A run of records
******

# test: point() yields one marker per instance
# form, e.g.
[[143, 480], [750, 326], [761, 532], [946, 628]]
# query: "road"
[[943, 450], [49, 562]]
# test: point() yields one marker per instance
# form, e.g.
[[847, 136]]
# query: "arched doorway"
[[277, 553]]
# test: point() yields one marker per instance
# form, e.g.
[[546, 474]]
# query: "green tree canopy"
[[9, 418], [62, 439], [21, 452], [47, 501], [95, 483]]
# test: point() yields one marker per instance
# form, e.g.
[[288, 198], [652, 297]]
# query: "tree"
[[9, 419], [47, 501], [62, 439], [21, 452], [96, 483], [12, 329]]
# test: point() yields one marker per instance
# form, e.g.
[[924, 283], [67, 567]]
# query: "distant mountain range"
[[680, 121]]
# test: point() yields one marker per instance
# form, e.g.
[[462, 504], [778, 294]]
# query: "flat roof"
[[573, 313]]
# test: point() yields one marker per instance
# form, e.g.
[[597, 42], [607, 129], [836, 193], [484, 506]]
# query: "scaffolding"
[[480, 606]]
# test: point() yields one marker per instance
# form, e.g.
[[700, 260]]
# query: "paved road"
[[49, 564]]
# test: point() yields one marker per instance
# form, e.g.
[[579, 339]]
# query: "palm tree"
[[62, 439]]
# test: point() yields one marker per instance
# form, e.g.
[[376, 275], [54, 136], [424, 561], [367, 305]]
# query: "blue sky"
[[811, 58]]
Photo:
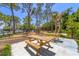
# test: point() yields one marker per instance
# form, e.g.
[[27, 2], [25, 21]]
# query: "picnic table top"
[[44, 38]]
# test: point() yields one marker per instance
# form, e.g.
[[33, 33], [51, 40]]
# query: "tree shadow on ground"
[[43, 52]]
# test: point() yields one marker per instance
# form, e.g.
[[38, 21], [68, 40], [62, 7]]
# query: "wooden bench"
[[34, 46]]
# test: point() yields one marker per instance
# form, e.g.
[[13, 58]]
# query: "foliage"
[[6, 51]]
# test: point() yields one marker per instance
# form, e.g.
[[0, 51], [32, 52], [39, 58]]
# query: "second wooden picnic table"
[[40, 41]]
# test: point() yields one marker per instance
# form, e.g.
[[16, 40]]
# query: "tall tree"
[[65, 15], [12, 7], [38, 15]]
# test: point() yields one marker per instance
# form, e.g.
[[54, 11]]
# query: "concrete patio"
[[67, 48]]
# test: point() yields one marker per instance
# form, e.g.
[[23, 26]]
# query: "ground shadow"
[[43, 52]]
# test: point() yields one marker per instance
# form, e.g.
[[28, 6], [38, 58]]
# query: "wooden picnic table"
[[40, 41]]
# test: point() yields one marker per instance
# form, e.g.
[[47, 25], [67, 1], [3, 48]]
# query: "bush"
[[6, 51]]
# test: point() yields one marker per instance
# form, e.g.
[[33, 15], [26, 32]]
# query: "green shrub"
[[6, 51]]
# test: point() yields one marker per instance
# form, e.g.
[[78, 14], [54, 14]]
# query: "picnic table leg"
[[38, 52], [27, 46]]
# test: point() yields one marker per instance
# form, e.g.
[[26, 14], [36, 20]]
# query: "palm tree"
[[38, 15], [12, 7]]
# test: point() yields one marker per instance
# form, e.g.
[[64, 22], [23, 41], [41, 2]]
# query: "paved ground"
[[67, 48]]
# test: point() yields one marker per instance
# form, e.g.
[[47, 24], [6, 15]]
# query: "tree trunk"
[[13, 20]]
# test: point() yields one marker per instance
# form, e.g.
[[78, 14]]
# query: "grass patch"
[[6, 51]]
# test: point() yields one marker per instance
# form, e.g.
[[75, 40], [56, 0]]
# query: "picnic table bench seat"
[[33, 45]]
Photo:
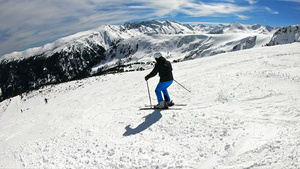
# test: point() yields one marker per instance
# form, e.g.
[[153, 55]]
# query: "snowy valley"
[[129, 47], [243, 112]]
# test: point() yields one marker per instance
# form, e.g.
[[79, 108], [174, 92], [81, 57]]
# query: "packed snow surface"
[[243, 112]]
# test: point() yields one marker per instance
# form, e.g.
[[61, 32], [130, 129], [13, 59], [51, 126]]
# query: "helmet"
[[157, 55]]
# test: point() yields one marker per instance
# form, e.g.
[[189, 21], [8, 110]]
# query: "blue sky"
[[32, 23]]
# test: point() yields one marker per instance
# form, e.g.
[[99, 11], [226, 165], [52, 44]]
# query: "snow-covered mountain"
[[243, 112], [286, 35], [122, 48]]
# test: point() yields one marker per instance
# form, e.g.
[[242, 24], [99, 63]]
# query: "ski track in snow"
[[243, 112]]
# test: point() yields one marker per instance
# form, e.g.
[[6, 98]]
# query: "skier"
[[164, 68]]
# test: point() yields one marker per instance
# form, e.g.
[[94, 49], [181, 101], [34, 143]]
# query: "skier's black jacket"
[[164, 68]]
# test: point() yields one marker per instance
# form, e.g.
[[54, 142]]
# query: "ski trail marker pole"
[[182, 86], [149, 93]]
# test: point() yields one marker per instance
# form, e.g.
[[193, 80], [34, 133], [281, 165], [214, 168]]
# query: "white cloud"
[[252, 1], [271, 11], [243, 17], [24, 23]]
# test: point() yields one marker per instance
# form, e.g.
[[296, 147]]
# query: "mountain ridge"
[[121, 48]]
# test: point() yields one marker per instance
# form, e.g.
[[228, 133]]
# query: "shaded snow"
[[243, 112]]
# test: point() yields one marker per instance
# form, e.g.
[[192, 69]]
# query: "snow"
[[243, 112]]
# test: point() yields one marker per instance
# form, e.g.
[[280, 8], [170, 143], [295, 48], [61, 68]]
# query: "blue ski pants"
[[162, 87]]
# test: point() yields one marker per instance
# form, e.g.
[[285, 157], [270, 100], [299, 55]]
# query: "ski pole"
[[149, 93], [182, 86]]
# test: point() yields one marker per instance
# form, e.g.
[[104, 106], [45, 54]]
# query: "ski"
[[153, 108], [170, 106]]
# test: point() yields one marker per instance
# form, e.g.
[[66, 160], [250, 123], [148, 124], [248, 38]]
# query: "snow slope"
[[243, 112]]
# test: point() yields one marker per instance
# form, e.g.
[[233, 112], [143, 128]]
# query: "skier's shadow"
[[149, 120]]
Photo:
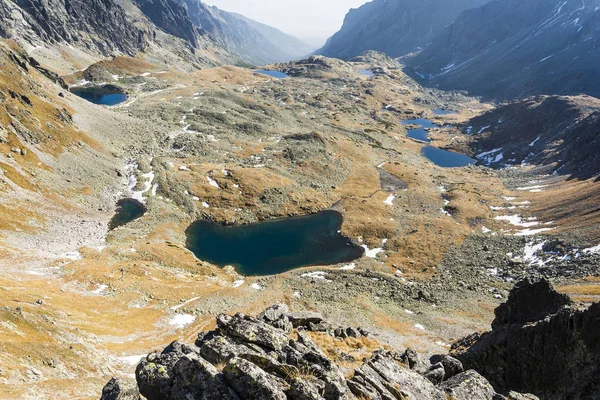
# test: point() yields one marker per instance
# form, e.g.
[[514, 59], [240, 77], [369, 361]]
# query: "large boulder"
[[251, 382], [251, 358], [468, 385], [555, 356], [120, 389], [529, 301]]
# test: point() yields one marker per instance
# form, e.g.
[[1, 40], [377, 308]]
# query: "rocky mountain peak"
[[276, 356]]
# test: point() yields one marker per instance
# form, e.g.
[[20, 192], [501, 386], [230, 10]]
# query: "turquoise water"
[[275, 246], [419, 133], [366, 72], [445, 158], [108, 96], [274, 74], [127, 211]]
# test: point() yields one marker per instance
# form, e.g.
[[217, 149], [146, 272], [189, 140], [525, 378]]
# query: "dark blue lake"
[[419, 133], [275, 246], [445, 158], [104, 95], [127, 211], [274, 74]]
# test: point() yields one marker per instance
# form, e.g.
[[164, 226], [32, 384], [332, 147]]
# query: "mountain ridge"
[[511, 49], [393, 27]]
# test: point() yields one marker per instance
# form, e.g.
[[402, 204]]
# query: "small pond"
[[444, 112], [274, 74], [107, 95], [127, 211], [366, 72], [275, 246], [419, 133], [445, 158]]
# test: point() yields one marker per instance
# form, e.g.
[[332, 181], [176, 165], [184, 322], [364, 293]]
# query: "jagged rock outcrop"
[[274, 357], [393, 27], [172, 17], [539, 344]]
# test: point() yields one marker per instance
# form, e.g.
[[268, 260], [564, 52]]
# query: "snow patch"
[[181, 320]]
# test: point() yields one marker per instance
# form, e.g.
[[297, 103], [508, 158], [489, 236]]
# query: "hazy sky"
[[302, 18]]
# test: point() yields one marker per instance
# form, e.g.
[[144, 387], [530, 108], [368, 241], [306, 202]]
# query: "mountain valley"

******

• _Exercise objective_: Count how many of the lines above contain the word "tree", and give only that number.

• _Worked answer_: 7